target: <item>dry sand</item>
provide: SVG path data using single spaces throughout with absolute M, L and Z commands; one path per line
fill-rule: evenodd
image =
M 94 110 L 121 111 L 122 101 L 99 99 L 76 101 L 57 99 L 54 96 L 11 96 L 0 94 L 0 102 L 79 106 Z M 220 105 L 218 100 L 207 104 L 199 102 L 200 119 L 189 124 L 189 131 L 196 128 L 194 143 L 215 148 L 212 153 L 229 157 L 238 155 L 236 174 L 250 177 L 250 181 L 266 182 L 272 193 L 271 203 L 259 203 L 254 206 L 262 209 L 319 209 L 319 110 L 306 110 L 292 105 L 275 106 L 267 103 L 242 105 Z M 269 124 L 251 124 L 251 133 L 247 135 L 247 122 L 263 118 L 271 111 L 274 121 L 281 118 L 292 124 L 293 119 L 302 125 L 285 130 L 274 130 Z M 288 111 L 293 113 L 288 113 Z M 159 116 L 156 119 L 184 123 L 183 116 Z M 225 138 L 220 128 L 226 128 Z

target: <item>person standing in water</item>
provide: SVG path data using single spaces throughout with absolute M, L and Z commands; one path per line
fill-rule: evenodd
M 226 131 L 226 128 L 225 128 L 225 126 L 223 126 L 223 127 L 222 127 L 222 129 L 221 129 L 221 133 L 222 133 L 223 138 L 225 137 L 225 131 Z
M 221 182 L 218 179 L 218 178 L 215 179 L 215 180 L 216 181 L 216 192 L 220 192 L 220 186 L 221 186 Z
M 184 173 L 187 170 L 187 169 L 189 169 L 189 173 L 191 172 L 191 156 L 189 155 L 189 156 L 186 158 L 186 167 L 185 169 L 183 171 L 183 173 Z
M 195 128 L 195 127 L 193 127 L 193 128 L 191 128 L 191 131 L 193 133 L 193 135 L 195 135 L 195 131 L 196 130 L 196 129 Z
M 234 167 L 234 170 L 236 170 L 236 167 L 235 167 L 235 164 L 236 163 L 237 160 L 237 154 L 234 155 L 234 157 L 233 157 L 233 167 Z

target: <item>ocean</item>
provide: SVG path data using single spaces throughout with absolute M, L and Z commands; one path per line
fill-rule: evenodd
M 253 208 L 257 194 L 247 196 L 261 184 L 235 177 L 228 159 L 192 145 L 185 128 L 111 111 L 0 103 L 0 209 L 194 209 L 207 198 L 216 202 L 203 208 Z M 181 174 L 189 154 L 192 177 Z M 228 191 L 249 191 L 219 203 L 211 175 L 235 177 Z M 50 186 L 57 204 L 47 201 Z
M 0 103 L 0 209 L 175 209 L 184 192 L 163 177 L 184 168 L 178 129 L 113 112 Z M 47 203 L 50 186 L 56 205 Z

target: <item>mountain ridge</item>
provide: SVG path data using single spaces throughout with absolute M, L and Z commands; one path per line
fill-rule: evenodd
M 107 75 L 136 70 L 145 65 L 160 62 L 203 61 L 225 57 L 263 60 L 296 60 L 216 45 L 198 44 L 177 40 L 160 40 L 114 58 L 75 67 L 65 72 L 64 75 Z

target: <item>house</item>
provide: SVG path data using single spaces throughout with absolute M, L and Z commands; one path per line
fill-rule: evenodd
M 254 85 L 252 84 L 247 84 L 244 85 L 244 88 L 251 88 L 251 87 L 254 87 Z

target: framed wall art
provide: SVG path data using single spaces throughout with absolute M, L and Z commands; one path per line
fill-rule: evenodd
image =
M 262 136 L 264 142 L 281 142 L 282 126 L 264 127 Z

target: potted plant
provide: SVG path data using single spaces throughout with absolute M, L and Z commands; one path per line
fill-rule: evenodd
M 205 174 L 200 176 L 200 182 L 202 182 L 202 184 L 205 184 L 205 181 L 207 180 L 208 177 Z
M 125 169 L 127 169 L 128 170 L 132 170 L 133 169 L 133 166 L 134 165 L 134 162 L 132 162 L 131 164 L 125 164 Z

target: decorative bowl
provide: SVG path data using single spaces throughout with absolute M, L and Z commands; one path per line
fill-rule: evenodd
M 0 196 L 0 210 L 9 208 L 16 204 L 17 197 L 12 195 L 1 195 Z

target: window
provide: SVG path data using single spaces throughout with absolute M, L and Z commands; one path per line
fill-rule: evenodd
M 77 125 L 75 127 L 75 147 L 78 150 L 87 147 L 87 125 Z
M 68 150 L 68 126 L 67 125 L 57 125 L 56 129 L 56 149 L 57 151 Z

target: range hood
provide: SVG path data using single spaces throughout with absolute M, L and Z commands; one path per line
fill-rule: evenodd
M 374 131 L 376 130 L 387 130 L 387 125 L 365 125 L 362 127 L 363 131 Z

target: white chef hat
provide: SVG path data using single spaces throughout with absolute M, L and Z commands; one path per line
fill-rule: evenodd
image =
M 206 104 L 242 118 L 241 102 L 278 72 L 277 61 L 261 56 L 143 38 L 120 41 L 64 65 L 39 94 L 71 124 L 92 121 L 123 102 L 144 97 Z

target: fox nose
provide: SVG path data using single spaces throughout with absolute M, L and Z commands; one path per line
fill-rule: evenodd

.....

Aim of the exercise = Write the whole listing out again. Keep every line exactly as it is.

Written answer =
target: <item>dry sand</item>
provide: SVG path data using single spaces throughout with absolute M, L and Z commands; one path per line
fill-rule: evenodd
image =
M 94 110 L 121 111 L 122 101 L 99 99 L 76 101 L 57 99 L 54 96 L 11 96 L 0 94 L 0 102 L 79 106 Z M 220 105 L 218 100 L 207 104 L 199 102 L 200 119 L 189 124 L 189 131 L 196 128 L 194 143 L 215 148 L 212 153 L 229 157 L 238 155 L 236 174 L 250 177 L 250 181 L 266 182 L 272 193 L 271 203 L 259 203 L 254 206 L 262 209 L 319 209 L 319 110 L 306 110 L 292 105 L 275 106 L 267 103 L 242 105 Z M 269 124 L 251 124 L 251 133 L 247 135 L 247 122 L 263 118 L 271 111 L 274 121 L 281 118 L 292 124 L 293 119 L 302 125 L 285 130 L 274 130 Z M 288 111 L 293 113 L 288 113 Z M 159 116 L 156 119 L 184 123 L 183 116 Z M 225 138 L 220 128 L 226 128 Z

target: <item>person standing in water</item>
provide: SVG path data using single spaces throughout with absolute M, L and Z commands; one path per line
fill-rule: evenodd
M 226 131 L 226 128 L 225 128 L 225 126 L 223 126 L 223 127 L 222 127 L 222 129 L 221 129 L 221 133 L 222 133 L 223 138 L 225 137 L 225 131 Z
M 221 182 L 218 179 L 218 178 L 215 179 L 215 180 L 216 181 L 216 192 L 220 192 L 220 186 L 221 186 Z
M 184 173 L 187 170 L 187 169 L 189 169 L 189 173 L 191 172 L 191 156 L 189 155 L 189 156 L 186 158 L 186 167 L 185 169 L 183 171 L 183 173 Z
M 195 128 L 195 127 L 193 127 L 193 128 L 191 128 L 191 131 L 193 133 L 193 135 L 195 135 L 195 131 L 196 130 L 196 129 Z
M 234 167 L 234 170 L 236 170 L 236 167 L 235 167 L 235 164 L 236 163 L 237 160 L 237 154 L 234 155 L 234 157 L 233 157 L 233 167 Z

target: <item>ocean</item>
provide: SVG path data using single spaces throughout with absolute M, L and Z commands; one path per line
fill-rule: evenodd
M 253 208 L 257 194 L 247 196 L 261 184 L 235 177 L 228 159 L 192 145 L 185 128 L 111 111 L 0 103 L 0 209 L 194 209 L 207 198 L 216 202 L 203 208 Z M 181 174 L 189 154 L 192 177 Z M 228 191 L 249 191 L 219 203 L 211 175 L 235 177 Z M 50 186 L 57 204 L 47 201 Z
M 0 103 L 0 209 L 175 209 L 184 192 L 163 177 L 184 168 L 178 129 L 113 112 Z M 47 203 L 50 186 L 56 205 Z

target: <item>mountain ridge</item>
provide: SVG path data using single spaces throughout with absolute M, L and Z commands; one path per line
fill-rule: evenodd
M 107 75 L 136 70 L 145 65 L 160 62 L 203 61 L 225 57 L 263 60 L 296 60 L 216 45 L 198 44 L 177 40 L 160 40 L 114 58 L 75 67 L 65 72 L 64 75 Z

target: <item>house</item>
provide: SVG path data using single spaces throughout with absolute M, L and Z commands; one path per line
fill-rule: evenodd
M 254 85 L 252 84 L 247 84 L 244 85 L 244 88 L 251 88 L 251 87 L 254 87 Z

target: framed wall art
provide: SVG path data using single spaces throughout with absolute M, L and Z commands; one path per line
fill-rule: evenodd
image =
M 262 136 L 264 142 L 281 142 L 282 126 L 264 127 Z

target: potted plant
provide: SVG path data using single spaces throughout with absolute M, L and Z commands; one path per line
fill-rule: evenodd
M 205 174 L 200 176 L 200 182 L 202 182 L 202 184 L 205 184 L 205 181 L 207 180 L 208 177 Z
M 125 169 L 127 169 L 128 170 L 132 170 L 133 169 L 133 166 L 134 165 L 134 162 L 132 162 L 131 164 L 125 164 Z

target: decorative bowl
provide: SVG path data using single spaces throughout with absolute M, L and Z commands; one path per line
fill-rule: evenodd
M 0 196 L 0 210 L 9 208 L 16 204 L 17 197 L 12 195 L 1 195 Z

target: window
provide: SVG path data using single spaces throughout with absolute M, L and Z commands; one path per line
fill-rule: evenodd
M 77 125 L 75 127 L 75 147 L 78 150 L 87 147 L 87 125 Z
M 68 150 L 68 126 L 67 125 L 57 125 L 56 129 L 56 149 L 57 151 Z

target: range hood
provide: SVG path data using single spaces throughout with absolute M, L and Z commands; one path per line
fill-rule: evenodd
M 374 131 L 376 130 L 387 130 L 387 125 L 365 125 L 362 127 L 363 131 Z

target: white chef hat
provide: SVG path data using single spaces throughout with absolute M, L and Z commands; one path per line
fill-rule: evenodd
image =
M 206 104 L 242 118 L 241 102 L 278 72 L 277 61 L 261 56 L 143 38 L 120 41 L 64 65 L 39 94 L 71 124 L 92 121 L 123 102 L 144 97 Z

target: fox nose
provide: SVG path data using single spaces throughout with absolute M, L and Z commands; one path per line
fill-rule: evenodd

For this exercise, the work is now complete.